* _WHAT IS BEING ASKED_: Return the line containing "Put a point on the standing" and all lines after it exactly; stop at the end of the material.
--------------------------------------------------
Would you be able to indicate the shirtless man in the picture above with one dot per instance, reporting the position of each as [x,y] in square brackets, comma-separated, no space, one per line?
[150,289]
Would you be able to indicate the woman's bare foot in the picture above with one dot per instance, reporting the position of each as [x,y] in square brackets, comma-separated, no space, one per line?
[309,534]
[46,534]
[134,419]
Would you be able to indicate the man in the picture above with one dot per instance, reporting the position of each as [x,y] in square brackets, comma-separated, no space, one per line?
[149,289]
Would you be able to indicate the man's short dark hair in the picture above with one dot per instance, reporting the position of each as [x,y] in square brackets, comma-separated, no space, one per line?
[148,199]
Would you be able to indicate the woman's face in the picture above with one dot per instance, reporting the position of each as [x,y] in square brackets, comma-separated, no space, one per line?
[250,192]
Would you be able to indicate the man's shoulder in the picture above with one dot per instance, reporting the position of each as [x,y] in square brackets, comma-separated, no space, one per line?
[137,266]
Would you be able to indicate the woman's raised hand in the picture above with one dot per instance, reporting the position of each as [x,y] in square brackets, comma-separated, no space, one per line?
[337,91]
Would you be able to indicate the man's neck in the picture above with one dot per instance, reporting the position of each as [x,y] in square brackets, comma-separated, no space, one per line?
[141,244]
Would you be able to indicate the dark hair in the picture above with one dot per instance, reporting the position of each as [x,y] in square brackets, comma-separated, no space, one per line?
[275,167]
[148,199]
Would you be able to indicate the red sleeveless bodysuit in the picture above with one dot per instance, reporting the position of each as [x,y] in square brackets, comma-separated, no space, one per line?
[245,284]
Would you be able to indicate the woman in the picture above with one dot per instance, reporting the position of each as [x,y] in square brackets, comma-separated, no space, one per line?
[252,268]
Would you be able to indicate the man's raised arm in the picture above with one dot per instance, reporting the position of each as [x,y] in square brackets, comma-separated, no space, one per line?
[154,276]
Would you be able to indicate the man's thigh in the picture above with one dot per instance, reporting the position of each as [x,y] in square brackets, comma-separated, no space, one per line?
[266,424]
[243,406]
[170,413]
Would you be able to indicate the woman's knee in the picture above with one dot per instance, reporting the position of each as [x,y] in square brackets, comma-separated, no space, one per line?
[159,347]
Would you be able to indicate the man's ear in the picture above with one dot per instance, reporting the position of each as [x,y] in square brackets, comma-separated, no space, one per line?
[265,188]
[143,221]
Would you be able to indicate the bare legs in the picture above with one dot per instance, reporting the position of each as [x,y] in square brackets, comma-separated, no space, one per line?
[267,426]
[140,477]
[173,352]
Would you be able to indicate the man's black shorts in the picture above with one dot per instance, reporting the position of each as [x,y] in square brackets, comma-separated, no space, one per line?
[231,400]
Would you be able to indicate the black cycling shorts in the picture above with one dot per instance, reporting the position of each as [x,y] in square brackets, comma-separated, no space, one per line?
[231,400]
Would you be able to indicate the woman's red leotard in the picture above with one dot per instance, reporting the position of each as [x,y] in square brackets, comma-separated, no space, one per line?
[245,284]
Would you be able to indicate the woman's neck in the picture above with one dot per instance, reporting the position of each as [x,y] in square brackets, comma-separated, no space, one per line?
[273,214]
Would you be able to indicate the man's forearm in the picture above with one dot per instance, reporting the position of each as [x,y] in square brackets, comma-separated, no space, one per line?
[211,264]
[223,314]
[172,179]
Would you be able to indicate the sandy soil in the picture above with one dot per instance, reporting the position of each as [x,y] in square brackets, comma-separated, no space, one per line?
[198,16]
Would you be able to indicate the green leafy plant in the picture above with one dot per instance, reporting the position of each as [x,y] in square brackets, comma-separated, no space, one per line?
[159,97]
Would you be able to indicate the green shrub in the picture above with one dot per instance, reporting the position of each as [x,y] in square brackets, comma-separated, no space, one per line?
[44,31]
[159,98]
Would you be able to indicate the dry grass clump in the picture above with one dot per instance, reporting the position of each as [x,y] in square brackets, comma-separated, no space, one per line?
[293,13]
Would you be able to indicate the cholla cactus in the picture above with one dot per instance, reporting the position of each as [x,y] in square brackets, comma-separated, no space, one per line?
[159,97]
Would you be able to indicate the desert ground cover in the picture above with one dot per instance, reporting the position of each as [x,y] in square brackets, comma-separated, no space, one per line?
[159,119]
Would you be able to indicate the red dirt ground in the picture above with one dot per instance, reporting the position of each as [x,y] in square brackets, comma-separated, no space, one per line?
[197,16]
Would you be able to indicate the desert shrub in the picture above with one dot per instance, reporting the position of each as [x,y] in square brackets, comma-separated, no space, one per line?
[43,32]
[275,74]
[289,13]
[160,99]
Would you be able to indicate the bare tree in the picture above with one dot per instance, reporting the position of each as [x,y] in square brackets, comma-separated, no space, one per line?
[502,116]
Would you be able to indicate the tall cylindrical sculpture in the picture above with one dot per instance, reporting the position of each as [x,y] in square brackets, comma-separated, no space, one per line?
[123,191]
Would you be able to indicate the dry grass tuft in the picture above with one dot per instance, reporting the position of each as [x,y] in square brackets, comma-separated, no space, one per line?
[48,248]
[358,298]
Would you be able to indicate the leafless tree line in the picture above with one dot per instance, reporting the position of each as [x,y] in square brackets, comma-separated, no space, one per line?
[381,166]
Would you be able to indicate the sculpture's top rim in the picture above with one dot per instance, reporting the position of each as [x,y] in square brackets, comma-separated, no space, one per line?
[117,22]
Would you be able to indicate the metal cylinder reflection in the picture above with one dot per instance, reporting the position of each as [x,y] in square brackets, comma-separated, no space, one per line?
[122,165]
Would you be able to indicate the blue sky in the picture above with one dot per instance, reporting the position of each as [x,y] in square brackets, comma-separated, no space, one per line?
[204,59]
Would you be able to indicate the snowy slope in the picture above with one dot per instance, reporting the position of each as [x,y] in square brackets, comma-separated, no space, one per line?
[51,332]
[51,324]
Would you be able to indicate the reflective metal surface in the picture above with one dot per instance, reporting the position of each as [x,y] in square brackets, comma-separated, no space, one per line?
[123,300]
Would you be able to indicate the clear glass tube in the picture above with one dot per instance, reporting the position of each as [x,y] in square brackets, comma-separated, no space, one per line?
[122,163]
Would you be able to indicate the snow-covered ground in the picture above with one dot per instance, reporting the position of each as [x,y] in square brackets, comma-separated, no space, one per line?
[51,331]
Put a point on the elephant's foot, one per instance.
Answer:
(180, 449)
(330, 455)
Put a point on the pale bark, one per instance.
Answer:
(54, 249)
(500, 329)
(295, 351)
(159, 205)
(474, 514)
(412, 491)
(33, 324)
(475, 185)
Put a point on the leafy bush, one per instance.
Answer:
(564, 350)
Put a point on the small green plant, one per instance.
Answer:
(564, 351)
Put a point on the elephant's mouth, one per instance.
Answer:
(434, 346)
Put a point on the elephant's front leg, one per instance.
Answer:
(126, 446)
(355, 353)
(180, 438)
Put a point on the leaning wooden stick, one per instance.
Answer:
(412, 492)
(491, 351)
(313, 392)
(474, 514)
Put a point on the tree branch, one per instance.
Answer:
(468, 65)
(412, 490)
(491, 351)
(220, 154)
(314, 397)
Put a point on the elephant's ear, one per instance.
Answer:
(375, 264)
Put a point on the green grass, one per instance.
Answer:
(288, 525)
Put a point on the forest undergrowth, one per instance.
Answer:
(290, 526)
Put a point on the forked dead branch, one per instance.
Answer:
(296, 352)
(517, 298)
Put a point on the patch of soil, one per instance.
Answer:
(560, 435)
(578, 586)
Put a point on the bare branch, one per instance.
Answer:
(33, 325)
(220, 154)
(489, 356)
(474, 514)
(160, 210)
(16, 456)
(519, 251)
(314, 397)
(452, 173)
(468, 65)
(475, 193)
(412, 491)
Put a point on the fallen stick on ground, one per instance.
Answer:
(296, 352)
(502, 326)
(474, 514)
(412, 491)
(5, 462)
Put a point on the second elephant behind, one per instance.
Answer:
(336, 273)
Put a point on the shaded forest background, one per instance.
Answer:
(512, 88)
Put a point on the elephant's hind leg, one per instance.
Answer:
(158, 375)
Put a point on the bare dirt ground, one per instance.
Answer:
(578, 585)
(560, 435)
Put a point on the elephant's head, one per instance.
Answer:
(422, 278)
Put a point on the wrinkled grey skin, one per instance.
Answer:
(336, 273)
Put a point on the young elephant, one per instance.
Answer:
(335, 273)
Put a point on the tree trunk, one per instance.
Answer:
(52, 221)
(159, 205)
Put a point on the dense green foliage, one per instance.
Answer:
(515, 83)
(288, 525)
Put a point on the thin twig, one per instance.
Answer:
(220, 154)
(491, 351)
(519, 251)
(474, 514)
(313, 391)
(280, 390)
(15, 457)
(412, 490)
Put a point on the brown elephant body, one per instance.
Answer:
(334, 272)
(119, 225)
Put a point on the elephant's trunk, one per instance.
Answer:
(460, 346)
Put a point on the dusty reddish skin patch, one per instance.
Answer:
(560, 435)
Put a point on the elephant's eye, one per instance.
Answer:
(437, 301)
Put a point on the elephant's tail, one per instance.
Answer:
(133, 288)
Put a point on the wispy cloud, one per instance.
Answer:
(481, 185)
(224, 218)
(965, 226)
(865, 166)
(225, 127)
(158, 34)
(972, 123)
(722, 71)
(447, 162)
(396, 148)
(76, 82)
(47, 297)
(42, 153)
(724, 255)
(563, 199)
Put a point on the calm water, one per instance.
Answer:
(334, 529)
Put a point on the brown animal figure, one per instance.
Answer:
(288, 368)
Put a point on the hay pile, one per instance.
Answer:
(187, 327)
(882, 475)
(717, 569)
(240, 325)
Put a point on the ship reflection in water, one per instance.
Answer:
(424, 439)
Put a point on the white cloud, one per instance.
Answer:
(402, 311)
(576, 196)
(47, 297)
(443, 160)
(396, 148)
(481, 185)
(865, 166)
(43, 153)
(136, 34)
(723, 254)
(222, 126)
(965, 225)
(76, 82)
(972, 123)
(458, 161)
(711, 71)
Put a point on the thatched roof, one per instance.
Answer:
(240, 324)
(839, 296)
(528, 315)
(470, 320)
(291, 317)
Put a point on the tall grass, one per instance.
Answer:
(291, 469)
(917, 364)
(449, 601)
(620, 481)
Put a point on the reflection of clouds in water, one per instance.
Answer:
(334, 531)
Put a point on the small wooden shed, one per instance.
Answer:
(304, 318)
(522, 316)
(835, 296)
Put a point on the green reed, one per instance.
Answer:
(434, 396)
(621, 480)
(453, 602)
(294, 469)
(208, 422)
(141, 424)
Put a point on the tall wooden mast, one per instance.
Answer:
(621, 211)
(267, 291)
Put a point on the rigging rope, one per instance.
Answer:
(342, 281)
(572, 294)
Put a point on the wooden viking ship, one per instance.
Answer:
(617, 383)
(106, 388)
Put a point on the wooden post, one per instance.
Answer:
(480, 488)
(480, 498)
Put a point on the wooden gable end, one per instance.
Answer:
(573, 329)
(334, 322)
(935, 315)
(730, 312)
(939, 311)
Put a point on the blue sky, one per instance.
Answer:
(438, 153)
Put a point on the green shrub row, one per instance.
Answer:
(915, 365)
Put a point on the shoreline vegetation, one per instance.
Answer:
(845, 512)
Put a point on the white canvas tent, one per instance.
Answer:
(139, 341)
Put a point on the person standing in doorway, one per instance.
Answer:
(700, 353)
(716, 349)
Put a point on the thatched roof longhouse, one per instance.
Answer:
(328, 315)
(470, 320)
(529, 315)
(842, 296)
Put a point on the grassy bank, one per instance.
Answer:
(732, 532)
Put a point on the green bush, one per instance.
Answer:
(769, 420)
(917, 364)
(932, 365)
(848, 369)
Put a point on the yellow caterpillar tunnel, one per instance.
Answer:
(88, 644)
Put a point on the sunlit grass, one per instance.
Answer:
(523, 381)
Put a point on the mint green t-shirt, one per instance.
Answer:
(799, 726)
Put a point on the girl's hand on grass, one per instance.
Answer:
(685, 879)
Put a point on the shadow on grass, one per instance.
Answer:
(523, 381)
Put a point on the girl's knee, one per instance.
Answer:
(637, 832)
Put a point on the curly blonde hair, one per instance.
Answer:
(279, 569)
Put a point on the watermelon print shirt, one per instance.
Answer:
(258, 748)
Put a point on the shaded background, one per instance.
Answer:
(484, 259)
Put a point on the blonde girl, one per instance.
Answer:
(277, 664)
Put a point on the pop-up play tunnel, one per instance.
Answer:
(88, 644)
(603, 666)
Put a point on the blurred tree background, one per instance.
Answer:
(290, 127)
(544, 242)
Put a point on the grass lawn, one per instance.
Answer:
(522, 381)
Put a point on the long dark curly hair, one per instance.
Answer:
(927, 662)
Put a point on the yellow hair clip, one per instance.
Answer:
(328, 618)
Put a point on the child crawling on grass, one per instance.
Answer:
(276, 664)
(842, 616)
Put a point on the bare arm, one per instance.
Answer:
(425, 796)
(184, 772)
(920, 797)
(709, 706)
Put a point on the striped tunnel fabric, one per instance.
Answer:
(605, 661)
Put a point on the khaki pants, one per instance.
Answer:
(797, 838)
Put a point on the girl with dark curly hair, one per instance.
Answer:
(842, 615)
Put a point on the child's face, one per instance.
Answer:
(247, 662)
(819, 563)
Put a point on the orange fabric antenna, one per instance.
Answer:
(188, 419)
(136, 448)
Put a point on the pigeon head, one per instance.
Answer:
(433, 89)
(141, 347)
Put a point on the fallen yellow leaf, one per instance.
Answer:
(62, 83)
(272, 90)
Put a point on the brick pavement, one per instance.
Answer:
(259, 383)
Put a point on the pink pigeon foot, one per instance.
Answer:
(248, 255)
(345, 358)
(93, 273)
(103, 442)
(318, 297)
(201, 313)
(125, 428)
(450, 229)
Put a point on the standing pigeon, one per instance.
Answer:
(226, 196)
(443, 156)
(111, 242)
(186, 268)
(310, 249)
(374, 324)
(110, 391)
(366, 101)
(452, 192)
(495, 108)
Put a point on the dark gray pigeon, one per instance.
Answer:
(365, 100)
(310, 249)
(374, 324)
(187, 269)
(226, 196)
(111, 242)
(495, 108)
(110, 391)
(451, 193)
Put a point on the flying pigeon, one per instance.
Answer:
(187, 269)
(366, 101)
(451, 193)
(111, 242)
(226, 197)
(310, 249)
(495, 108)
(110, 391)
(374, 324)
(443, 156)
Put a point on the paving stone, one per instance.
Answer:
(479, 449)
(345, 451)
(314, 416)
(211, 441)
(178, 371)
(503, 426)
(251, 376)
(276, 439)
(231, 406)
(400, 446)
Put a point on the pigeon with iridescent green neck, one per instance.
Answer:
--------------------------------------------------
* _RESPONSE FOR THIS EXERCISE_:
Put a point on the standing pigeon, one per instance.
Answer:
(226, 196)
(443, 156)
(111, 242)
(186, 268)
(310, 249)
(374, 324)
(110, 391)
(366, 101)
(452, 192)
(495, 108)
Put a point on the dark gray pigeon, one per instance.
Answer:
(365, 100)
(310, 249)
(374, 324)
(187, 269)
(226, 196)
(111, 242)
(495, 108)
(110, 391)
(451, 193)
Put a point on the flying pigeon, one per instance.
Answer:
(187, 269)
(366, 101)
(451, 193)
(111, 242)
(226, 197)
(310, 249)
(495, 108)
(110, 391)
(374, 324)
(443, 156)
Put a point on the paving stone, one per instance.
Answer:
(479, 449)
(345, 451)
(314, 416)
(211, 441)
(178, 371)
(503, 426)
(251, 376)
(276, 439)
(231, 406)
(400, 446)
Put a point on the pigeon with iridescent green neck, one per instance.
Answer:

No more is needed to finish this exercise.